### Texto fornecido
___
De acordo com os ativistas da Conexão Planeta, na Somália, por exemplo, estima-se que 95% das garotas entre 7 e 16 anos nunca tenham ido para a escola. Isso nas comunidades mais pobres. Na Nigéria, há mais de 5 milhões de estudantes do sexo feminino fora da sala de aula.
Quanto maior o nível educacional das mulheres, alerta a Unesco, menor é o número de casamentos envolvendo crianças. Uma menina que completa o ensino fundamental tem 14% menos chances de se casar precocemente. Com o ensino médio terminado a porcentagem aumenta para 60%. Os benefícios sociais da escola são extraordinários.
O dados no Brasil
Os dados no Brasil são interessantes. O índice de alfabetização entre as meninas é maior que em relação aos meninos; elas também estudam por mais tempo e frequentam mais a escola.
Os altos índices de evasão escolar são para ambos os sexos, mas as razões são diferentes. Os meninos param de estudar – normalmente – para trabalhar. As meninas param para ajudar nas tarefas de casa ou para atuarem como cuidadoras de alguém da casa ou de seus próprios filhos.
Como no resto do mundo, a gravidez precoce é uma das principais causas do abandono escolar entre meninas.
Os dados do Datasus mais recentes a esse respeito são de 2017 e revelam que, em 2017, a cada hora, nasceram 55 bebês de mães com menos de 19 anos no país. No mesmo ano, um a cada seis bebês nascidos no país foi de meninas menores de 19 anos de idade. Na região Nordeste em específico os números são maiores.
A PNAD de 2016
A última Pesquisa Nacional de Amostra de Domicílios (PNAD) foi feita em 2015, publicada em 2016, e revelou que 8% dos brasileiros com mais de 15 anos não sabem ler nem escrever. Não há um desequilíbrio notável entre homens e mulheres nas taxas de analfabetismo, mas é marcante a discriminação contra a mulher, o que reflete, entre outras coisas, em salários mais baixos.
Estar na escola, aprender a ler, escrever e desenvolver senso crítico é imprescindível e reflete em melhorias para toda a sociedade.
Uma pessoa com acesso à educação formal percebe que tem direitos, pode lutar para exercê-los e – ainda - pode oferecer à comunidade os benefícios de suas capacidades.
Para as mulheres a educação ainda lhes acende a luz para a realidade de discriminação. Mulheres educadas continuarão a luta pela equivalência social entre os sexos e exercerão suas potencialidades de maneira muito mais plena. Lembrando que muitos saberes do cotidiano, formados a partir de hábitos, crenças, preconceitos e tradições, podem ser altamente perniciosos. Só o estudo e o desenvolvimento do pensamento crítico são agentes de mudança e melhorias.
Não podemos deixar de mencionar que, indo à escola e se formando, a mulher terá mais chances de conseguir um bom emprego, podendo, então, alcançar a independência financeira.
Malala Yousafzai
Malala Yousafzai é o símbolo moderno da luta pela educação das meninas. Sobreviveu a um atentado de talibãs que queriam proibir a instrução feminina no Paquistão e hoje roda o mundo ajudando garotas a estarem dentro da sala de aula.
___
### Dados extraídos

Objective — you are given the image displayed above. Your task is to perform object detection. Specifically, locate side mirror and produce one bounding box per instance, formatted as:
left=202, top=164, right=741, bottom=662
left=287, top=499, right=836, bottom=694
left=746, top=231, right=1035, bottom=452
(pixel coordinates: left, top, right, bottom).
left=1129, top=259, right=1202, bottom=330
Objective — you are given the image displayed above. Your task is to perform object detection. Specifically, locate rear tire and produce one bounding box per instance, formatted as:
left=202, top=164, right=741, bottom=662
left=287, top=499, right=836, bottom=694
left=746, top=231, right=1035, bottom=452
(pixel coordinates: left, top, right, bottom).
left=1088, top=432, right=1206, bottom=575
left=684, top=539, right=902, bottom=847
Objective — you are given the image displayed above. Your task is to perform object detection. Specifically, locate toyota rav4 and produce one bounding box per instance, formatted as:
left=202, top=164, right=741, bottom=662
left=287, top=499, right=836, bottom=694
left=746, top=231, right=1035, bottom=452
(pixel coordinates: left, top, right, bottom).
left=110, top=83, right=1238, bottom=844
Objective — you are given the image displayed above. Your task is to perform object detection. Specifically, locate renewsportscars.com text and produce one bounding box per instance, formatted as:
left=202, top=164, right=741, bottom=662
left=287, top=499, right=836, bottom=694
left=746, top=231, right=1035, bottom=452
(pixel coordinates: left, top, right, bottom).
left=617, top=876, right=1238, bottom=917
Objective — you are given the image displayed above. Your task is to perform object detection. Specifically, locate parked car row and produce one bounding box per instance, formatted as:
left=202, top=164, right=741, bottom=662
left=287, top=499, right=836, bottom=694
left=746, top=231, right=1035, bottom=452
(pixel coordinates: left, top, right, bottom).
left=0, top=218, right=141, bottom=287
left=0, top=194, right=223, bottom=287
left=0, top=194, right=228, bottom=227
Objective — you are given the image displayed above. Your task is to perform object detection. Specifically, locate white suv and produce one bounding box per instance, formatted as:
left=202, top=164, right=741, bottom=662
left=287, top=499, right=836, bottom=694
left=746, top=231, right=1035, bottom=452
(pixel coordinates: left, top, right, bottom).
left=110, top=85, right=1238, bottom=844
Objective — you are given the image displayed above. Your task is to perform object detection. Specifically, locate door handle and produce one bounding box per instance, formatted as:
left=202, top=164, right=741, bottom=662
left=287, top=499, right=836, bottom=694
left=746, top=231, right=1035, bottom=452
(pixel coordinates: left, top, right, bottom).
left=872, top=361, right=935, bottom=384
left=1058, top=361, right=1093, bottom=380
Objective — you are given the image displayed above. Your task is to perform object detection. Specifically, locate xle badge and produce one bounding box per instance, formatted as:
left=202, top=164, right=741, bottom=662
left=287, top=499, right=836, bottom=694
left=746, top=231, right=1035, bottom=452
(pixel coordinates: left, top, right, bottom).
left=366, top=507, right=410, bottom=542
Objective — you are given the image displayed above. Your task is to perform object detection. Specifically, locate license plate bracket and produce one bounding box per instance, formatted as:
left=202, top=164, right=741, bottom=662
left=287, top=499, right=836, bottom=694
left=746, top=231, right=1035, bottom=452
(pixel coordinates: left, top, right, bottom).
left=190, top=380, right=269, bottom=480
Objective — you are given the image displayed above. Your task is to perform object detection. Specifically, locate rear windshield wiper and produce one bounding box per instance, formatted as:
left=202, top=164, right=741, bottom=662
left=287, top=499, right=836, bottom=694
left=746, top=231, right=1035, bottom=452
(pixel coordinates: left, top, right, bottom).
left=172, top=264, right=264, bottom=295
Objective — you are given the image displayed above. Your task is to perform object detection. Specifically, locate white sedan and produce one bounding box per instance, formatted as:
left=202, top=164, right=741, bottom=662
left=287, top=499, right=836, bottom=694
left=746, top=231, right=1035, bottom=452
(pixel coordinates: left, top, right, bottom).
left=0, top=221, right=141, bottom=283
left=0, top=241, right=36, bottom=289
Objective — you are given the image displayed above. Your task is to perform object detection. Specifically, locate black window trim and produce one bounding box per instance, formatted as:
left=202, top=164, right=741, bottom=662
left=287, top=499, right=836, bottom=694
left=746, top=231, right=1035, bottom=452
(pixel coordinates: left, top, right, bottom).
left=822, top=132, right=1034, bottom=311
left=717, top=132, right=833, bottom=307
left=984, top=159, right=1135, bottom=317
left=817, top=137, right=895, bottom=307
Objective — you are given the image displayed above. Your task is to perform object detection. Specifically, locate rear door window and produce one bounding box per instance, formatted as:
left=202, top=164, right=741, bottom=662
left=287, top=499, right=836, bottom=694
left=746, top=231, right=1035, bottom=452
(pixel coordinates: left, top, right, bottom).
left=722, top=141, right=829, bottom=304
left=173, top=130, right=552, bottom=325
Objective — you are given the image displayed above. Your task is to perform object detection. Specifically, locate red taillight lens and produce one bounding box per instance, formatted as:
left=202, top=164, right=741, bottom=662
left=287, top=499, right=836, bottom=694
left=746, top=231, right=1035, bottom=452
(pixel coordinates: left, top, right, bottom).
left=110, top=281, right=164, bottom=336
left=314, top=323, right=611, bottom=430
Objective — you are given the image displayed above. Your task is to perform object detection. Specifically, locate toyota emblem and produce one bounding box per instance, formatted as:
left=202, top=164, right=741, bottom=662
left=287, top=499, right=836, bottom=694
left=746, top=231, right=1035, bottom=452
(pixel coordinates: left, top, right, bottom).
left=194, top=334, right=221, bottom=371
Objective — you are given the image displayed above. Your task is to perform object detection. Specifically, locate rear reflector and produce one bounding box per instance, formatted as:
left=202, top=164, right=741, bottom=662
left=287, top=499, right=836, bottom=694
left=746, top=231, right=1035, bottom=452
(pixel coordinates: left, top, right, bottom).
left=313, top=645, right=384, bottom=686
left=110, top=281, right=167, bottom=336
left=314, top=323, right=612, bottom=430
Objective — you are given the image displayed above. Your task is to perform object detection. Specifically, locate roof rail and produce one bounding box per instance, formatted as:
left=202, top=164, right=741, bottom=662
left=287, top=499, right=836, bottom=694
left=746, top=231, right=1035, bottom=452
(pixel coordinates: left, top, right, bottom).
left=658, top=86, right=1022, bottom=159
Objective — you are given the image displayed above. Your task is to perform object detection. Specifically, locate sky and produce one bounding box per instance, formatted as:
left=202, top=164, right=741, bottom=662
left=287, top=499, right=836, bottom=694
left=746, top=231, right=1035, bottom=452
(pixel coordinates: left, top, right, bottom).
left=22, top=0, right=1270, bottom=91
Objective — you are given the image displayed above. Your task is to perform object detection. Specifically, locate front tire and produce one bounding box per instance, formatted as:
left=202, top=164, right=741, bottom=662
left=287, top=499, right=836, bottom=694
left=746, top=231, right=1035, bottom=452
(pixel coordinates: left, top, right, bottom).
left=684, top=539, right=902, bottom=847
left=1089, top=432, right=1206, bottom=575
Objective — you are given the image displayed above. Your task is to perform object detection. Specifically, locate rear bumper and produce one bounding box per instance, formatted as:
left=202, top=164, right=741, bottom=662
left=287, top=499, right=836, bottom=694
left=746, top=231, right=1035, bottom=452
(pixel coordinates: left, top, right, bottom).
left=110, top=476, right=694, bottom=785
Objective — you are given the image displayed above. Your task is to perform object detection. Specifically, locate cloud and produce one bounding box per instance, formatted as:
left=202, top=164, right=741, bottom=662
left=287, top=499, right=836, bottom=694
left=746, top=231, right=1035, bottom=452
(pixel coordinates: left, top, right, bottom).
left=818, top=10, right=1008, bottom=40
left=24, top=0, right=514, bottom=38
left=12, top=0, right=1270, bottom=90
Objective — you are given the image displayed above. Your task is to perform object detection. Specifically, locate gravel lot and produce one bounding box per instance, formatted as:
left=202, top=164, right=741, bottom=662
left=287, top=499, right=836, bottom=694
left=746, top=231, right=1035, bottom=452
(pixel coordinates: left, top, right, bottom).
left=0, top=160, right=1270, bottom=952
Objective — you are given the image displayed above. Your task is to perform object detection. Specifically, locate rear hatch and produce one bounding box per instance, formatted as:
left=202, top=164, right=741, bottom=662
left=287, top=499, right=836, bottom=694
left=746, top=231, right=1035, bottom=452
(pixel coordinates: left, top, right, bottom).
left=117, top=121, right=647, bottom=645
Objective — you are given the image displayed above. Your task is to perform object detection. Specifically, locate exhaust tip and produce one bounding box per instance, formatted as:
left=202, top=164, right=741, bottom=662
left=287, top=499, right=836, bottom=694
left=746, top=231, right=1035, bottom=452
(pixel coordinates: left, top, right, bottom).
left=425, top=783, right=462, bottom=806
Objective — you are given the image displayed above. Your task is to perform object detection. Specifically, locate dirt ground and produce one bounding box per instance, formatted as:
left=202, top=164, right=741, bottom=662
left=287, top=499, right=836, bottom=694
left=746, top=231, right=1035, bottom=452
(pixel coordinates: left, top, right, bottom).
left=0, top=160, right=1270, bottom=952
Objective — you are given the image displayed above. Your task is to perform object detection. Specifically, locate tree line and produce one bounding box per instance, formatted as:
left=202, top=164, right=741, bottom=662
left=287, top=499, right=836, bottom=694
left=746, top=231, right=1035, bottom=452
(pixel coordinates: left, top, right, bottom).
___
### Tarefas a realizar
**1)** Traduza para o inglês esta frase do texto sobre a educação das meninas: "Uma menina que completa o ensino fundamental tem 14% menos chances de se casar precocemente."
**2)** No texto sobre a educação das meninas, o que é apontado como uma das principais causas do abandono escolar entre meninas?
**3)** Reproduza o trecho do texto sobre a educação das meninas que começa nas palavras "Quanto maior o" e termina depois de "escolar entre meninas.".
A listagem não tem nenhum papel nesta atividade.

### Respostas às tarefas
**1)** A girl who completes elementary school is 14% less likely to marry early.

**2)** A gravidez precoce.

**3)**
Quanto maior o nível educacional das mulheres, alerta a Unesco, menor é o número de casamentos envolvendo crianças. Uma menina que completa o ensino fundamental tem 14% menos chances de se casar precocemente. Com o ensino médio terminado a porcentagem aumenta para 60%. Os benefícios sociais da escola são extraordinários.
O dados no Brasil
Os dados no Brasil são interessantes. O índice de alfabetização entre as meninas é maior que em relação aos meninos; elas também estudam por mais tempo e frequentam mais a escola.
Os altos índices de evasão escolar são para ambos os sexos, mas as razões são diferentes. Os meninos param de estudar – normalmente – para trabalhar. As meninas param para ajudar nas tarefas de casa ou para atuarem como cuidadoras de alguém da casa ou de seus próprios filhos.
Como no resto do mundo, a gravidez precoce é uma das principais causas do abandono escolar entre meninas.